# PAGE:

Timing primitives by language
- Rust:
std::time::Instant. - Go:
time.Now()/time.Since(). - C++:
std::chrono::steady_clock.
steady_clock / Instant are the right choice — they are monotonic and
not subject to wall-clock adjustments mid-run.
Tests this step should pass
There are no automated tests for bench (timing values can't be
asserted), but the structural sanity check is:
./target/release/benchctl bench workload --seed 1 --ops 100000 --keys 1024 --scenario default
# expect on stderr:
# ops=100000 keys=1024 elapsed_us=<some number> ops_per_sec=<some number> distinct=1024
# expect on stdout: nothing
Things to watch for
- Don't put
printfinside the timed region. Allocating a string is ~hundreds of nanoseconds and will dominate small workloads. - Don't take a timestamp per op. The cost of
Now()is comparable to the cost of one workload op. - Don't forget the warm-up. The first pass is dominated by cold-cache effects and first-touch allocator behavior.
- Don't claim numbers across machines without describing the machine.
Acceptance
Running bench against a 100k-op, 1024-key workload produces a
throughput line on stderr and an empty stdout. verify.sh and
cross_test.sh continue to pass.

# GIVEN INFORMATION:
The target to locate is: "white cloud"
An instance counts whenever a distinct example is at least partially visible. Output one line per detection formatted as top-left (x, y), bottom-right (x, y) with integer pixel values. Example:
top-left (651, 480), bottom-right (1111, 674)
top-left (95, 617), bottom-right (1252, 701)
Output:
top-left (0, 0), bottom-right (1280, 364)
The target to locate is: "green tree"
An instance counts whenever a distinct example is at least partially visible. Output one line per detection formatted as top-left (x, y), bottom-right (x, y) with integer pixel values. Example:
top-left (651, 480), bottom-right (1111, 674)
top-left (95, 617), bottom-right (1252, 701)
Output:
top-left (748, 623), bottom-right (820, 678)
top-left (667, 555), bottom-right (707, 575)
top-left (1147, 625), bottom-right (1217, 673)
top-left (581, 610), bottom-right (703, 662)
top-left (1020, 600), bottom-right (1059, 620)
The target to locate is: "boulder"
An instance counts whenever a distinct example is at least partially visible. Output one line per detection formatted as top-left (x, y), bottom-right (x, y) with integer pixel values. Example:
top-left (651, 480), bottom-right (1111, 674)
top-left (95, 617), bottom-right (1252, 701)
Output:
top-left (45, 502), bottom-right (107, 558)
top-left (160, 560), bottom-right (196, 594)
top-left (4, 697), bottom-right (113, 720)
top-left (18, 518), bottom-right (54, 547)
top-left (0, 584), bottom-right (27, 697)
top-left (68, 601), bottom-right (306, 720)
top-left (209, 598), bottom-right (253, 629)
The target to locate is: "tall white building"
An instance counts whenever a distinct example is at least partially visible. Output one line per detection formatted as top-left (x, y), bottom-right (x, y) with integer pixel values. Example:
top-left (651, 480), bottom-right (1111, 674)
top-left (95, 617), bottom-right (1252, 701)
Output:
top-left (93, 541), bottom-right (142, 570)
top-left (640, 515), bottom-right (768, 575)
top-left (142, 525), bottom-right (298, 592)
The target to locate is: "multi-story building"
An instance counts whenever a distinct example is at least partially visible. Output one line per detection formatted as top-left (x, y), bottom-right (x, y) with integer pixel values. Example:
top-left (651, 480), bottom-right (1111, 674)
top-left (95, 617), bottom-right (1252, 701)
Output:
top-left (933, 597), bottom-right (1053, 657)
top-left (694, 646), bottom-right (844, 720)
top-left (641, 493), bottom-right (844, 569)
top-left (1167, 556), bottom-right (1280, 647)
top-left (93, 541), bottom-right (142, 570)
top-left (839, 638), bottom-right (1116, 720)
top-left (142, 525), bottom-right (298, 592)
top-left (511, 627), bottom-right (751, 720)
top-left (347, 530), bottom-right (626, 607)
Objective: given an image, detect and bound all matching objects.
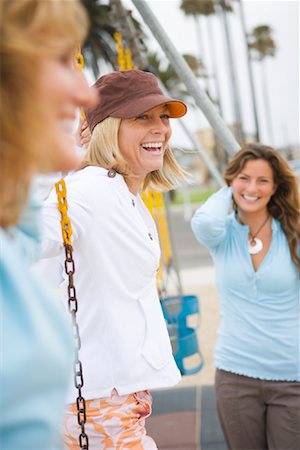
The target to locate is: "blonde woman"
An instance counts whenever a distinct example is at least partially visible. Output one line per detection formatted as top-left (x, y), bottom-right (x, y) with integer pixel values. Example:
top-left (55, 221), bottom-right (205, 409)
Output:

# PROBLEMS:
a) According to the page, why are steady_clock and Instant the right choice for timing?
b) Reproduce the passage of the page that opens with the words containing "Tests this step" and closes with "describing the machine.", substituting "clock reading" for "timestamp".
c) Using the page, decide whether each statement holds, answering yes or no and quoting the words that settle it: (i) bench has automated tests; (ii) the structural check expects nothing on stdout; (iii) the first pass is dominated by cold-cache effects.
The material was taken from a different source than the page.

# TASK-BY-TASK RESULTS:
a) They are monotonic and not subject to wall-clock adjustments mid-run.

b)
Tests this step should pass
There are no automated tests for bench (timing values can't be
asserted), but the structural sanity check is:
./target/release/benchctl bench workload --seed 1 --ops 100000 --keys 1024 --scenario default
# expect on stderr:
# ops=100000 keys=1024 elapsed_us=<some number> ops_per_sec=<some number> distinct=1024
# expect on stdout: nothing
Things to watch for
- Don't put
printfinside the timed region. Allocating a string is ~hundreds of nanoseconds and will dominate small workloads. - Don't take a clock reading per op. The cost of
Now()is comparable to the cost of one workload op. - Don't forget the warm-up. The first pass is dominated by cold-cache effects and first-touch allocator behavior.
- Don't claim numbers across machines without describing the machine.

c)
(i) No: "There are no automated tests for bench (timing values can't be asserted)"
(ii) Yes: "# expect on stdout: nothing"
(iii) Yes: "The first pass is dominated by cold-cache effects and first-touch allocator behavior."